● **Tugas A**
Ambil bagian teks tentang hukum perjanjian di bawah ini secara persis, mulai dari "Hukum Perjanjian" dan berakhir pada "secara timbal balik.".

########

Liverpool Fc

Senin, 22 April 2013

Hukum Perjanjian


  •          Definisi Perjanjian

1. Menurut Kitab Undang Undang Hukum Perdata
Perjanjian menurut Pasal 1313 Kitab Undang Undang Hukum Perdata berbunyi : “Suatu Perjanjian adalah suatu perbuatan dengan mana satu orang atau lebih mengikatkan dirinya terhadap satu orang lain atau lebih”.
2. Menurut Rutten
Perjanjian adalah perbuatan hokum yang terjadi sesuai dengan formalitas-formalitas dari peraturan hokum yang ada, tergantung dari persesuaian pernyataan kehendak dua atau lebih orang-orang yang ditujukan untuk timbulnya akibat hukum demi kepentingan salah satu pihak atas beban pihak lain atau demi kepentingan dan atas beban masing-masing pihak secara timbal balik.

########

● **Tugas B**
Pilih setiap baris di bawah yang memuat kata "black", dengan membedakan huruf besar dan kecil.

########

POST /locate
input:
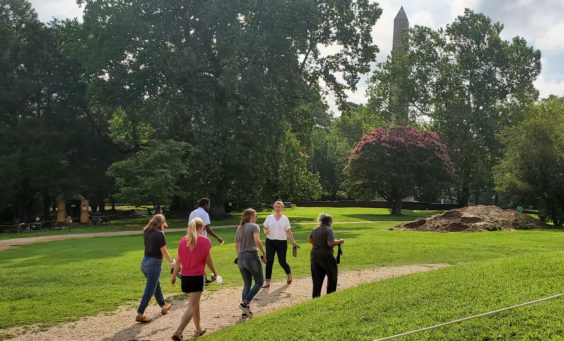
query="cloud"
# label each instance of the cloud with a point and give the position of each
(60, 9)
(548, 87)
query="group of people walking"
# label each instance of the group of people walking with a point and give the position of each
(194, 254)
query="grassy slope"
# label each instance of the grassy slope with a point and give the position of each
(35, 280)
(297, 215)
(411, 302)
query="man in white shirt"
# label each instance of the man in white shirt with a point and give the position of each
(278, 231)
(202, 213)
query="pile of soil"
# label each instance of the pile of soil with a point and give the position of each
(474, 219)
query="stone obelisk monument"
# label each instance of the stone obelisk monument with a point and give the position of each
(401, 25)
(399, 49)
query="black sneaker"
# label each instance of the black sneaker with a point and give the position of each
(245, 308)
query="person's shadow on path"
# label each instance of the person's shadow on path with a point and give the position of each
(265, 297)
(131, 333)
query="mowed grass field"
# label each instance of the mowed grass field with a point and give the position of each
(61, 281)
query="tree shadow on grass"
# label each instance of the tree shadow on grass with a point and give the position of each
(266, 297)
(384, 217)
(132, 332)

########

● **Jawaban Benar A**
Hukum Perjanjian


  •          Definisi Perjanjian

1. Menurut Kitab Undang Undang Hukum Perdata
Perjanjian menurut Pasal 1313 Kitab Undang Undang Hukum Perdata berbunyi : “Suatu Perjanjian adalah suatu perbuatan dengan mana satu orang atau lebih mengikatkan dirinya terhadap satu orang lain atau lebih”.
2. Menurut Rutten
Perjanjian adalah perbuatan hokum yang terjadi sesuai dengan formalitas-formalitas dari peraturan hokum yang ada, tergantung dari persesuaian pernyataan kehendak dua atau lebih orang-orang yang ditujukan untuk timbulnya akibat hukum demi kepentingan salah satu pihak atas beban pihak lain atau demi kepentingan dan atas beban masing-masing pihak secara timbal balik.

● **Jawaban Benar B**
query="black sneaker"
# label each instance of the black sneaker with a point and give the position of each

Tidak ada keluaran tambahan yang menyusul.